- Task directions -
Your reply is to be the lines below, exactly as written, with images omitted.

--- START ---

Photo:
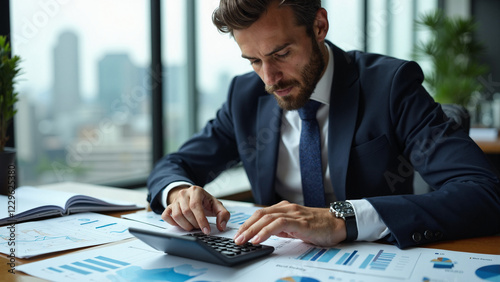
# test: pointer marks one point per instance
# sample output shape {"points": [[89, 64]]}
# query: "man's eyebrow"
{"points": [[277, 49]]}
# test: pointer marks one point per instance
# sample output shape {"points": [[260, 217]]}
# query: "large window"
{"points": [[84, 90]]}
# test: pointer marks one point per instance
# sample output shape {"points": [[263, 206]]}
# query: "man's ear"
{"points": [[321, 25]]}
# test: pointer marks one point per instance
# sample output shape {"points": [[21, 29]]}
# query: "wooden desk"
{"points": [[483, 245]]}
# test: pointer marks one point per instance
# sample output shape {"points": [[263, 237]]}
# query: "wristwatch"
{"points": [[344, 210]]}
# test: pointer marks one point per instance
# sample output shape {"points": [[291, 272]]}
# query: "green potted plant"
{"points": [[9, 69], [453, 53]]}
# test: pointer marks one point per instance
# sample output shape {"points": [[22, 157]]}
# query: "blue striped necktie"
{"points": [[310, 156]]}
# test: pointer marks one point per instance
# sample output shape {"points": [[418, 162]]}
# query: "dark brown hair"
{"points": [[240, 14]]}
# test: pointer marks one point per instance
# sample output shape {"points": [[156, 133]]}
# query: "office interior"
{"points": [[108, 87]]}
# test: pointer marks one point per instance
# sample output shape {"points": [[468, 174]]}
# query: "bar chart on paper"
{"points": [[130, 261], [360, 260]]}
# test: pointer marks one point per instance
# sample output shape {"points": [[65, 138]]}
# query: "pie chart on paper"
{"points": [[489, 273], [297, 279]]}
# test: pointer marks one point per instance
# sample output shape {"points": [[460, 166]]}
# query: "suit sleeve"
{"points": [[200, 160], [465, 201]]}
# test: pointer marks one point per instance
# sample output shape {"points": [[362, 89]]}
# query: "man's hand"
{"points": [[189, 207], [312, 225]]}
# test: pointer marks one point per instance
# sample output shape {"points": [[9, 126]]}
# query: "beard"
{"points": [[310, 75]]}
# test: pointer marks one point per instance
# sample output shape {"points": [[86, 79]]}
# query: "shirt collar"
{"points": [[323, 88]]}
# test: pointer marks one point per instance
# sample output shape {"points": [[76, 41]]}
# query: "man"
{"points": [[376, 124]]}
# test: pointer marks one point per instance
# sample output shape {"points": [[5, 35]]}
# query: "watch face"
{"points": [[342, 209]]}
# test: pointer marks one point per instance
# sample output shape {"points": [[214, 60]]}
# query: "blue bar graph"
{"points": [[89, 222], [367, 261], [343, 258], [74, 269], [350, 257], [97, 264], [88, 266], [239, 218], [382, 260], [113, 261], [100, 263], [317, 254], [308, 255], [55, 269], [329, 255], [105, 225]]}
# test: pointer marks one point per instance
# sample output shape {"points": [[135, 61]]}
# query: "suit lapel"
{"points": [[344, 103], [268, 135]]}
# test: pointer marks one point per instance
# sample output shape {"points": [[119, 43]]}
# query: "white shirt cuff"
{"points": [[370, 225], [166, 190]]}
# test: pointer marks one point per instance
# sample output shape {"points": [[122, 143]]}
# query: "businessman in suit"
{"points": [[376, 124]]}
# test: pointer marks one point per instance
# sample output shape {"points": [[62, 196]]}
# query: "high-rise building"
{"points": [[66, 97]]}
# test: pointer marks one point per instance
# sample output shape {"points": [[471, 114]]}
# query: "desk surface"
{"points": [[484, 245]]}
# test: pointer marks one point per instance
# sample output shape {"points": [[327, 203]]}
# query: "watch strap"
{"points": [[351, 229]]}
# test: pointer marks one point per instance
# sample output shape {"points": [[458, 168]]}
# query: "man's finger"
{"points": [[222, 215]]}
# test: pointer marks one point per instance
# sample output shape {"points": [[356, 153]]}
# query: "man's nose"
{"points": [[271, 74]]}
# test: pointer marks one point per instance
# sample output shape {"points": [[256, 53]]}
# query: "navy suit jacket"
{"points": [[382, 125]]}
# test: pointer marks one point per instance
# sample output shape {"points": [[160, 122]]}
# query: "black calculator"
{"points": [[198, 246]]}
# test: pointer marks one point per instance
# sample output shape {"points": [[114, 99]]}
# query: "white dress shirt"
{"points": [[288, 179]]}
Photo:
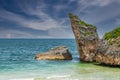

--- END ---

- Output for this task -
Photo:
# test: pointer marks one point per instance
# sample output shape {"points": [[89, 64]]}
# query: "man's eyebrow"
{"points": [[277, 49]]}
# test: pointer marks one point per instance
# sample output shape {"points": [[260, 217]]}
# query: "large window"
{"points": [[84, 90]]}
# test: pointer marks one point per instance
# sample output shape {"points": [[263, 206]]}
# query: "man's ear"
{"points": [[321, 25]]}
# test: pointer marks one point per instance
# sample output shape {"points": [[21, 29]]}
# query: "wooden desk"
{"points": [[483, 245]]}
# test: pointer marks one point per instance
# sample output shape {"points": [[263, 237]]}
# query: "wristwatch"
{"points": [[344, 210]]}
# test: pointer marks one point per instance
# sample output shape {"points": [[291, 272]]}
# query: "green potted plant"
{"points": [[9, 69], [453, 53]]}
# test: pointer marks one point per instance
# sample output shape {"points": [[22, 157]]}
# query: "blue striped necktie"
{"points": [[310, 156]]}
# test: pointer marks one point per instance
# sample output shape {"points": [[418, 162]]}
# query: "dark brown hair"
{"points": [[240, 14]]}
# test: pointer marks one point per instance
# sample output shape {"points": [[156, 133]]}
# query: "office interior"
{"points": [[108, 87]]}
# test: pointer marks one point per instance
# sample output shape {"points": [[468, 174]]}
# query: "bar chart on paper"
{"points": [[130, 261], [360, 260]]}
# test: pointer marks one point per instance
# sample output shape {"points": [[65, 138]]}
# query: "pie chart on paper"
{"points": [[489, 273], [297, 279]]}
# test: pointer marks one point per instance
# sample output shape {"points": [[460, 166]]}
# query: "suit sleeve"
{"points": [[200, 160], [465, 201]]}
# test: pointer marks one point per instance
# sample output shape {"points": [[362, 89]]}
# query: "man's hand"
{"points": [[189, 207], [312, 225]]}
# test: pointer marks one point per instance
# sample output shape {"points": [[9, 126]]}
# query: "beard"
{"points": [[310, 75]]}
# test: pointer marks one point per instance
# sample output shape {"points": [[86, 79]]}
# query: "shirt collar"
{"points": [[323, 88]]}
# test: pointer marks one point per instance
# sample output shape {"points": [[76, 41]]}
# query: "man"
{"points": [[376, 124]]}
# test: pointer marks one point per instance
# sample output shape {"points": [[5, 35]]}
# query: "watch face"
{"points": [[342, 209]]}
# test: pointer marks one point per instance
# sample output shape {"points": [[214, 60]]}
# query: "blue bar graph"
{"points": [[89, 222], [367, 261], [343, 258], [74, 269], [350, 257], [97, 264], [88, 266], [239, 218], [382, 260], [113, 261], [100, 263], [317, 254], [308, 255], [55, 269], [329, 255], [105, 225]]}
# test: pointer marks one point per instance
# sample output shape {"points": [[135, 61]]}
# query: "suit lapel"
{"points": [[344, 103], [268, 135]]}
# test: pointer marks one point per instance
# sample output shape {"points": [[119, 43]]}
# query: "white shirt cuff"
{"points": [[370, 225], [166, 190]]}
# test: pointer marks one point per instance
# sample output shape {"points": [[122, 143]]}
# query: "businessman in suit"
{"points": [[376, 124]]}
# test: pointer marks one point per instance
# sample output shape {"points": [[62, 196]]}
# query: "high-rise building"
{"points": [[66, 97]]}
# test: pointer marks one point per instance
# sample output shape {"points": [[471, 114]]}
# query: "desk surface"
{"points": [[484, 245]]}
# test: pointer marks one point per instance
# sample output shape {"points": [[327, 203]]}
# query: "watch strap"
{"points": [[351, 229]]}
# test: pointer marks one point per instance
# sample output shape {"points": [[458, 168]]}
# query: "man's finger"
{"points": [[222, 215]]}
# test: pointer marks one point per instance
# sample output shape {"points": [[356, 153]]}
# query: "man's nose"
{"points": [[271, 74]]}
# test: pointer marks one point per instance
# sample output shape {"points": [[256, 53]]}
# query: "navy suit jacket"
{"points": [[382, 125]]}
# test: pointer marks one point per instance
# sample output shape {"points": [[160, 122]]}
# query: "black calculator"
{"points": [[198, 246]]}
# test: pointer marks one point per instance
# sample output shape {"points": [[114, 99]]}
# query: "white dress shirt"
{"points": [[288, 179]]}
Photo:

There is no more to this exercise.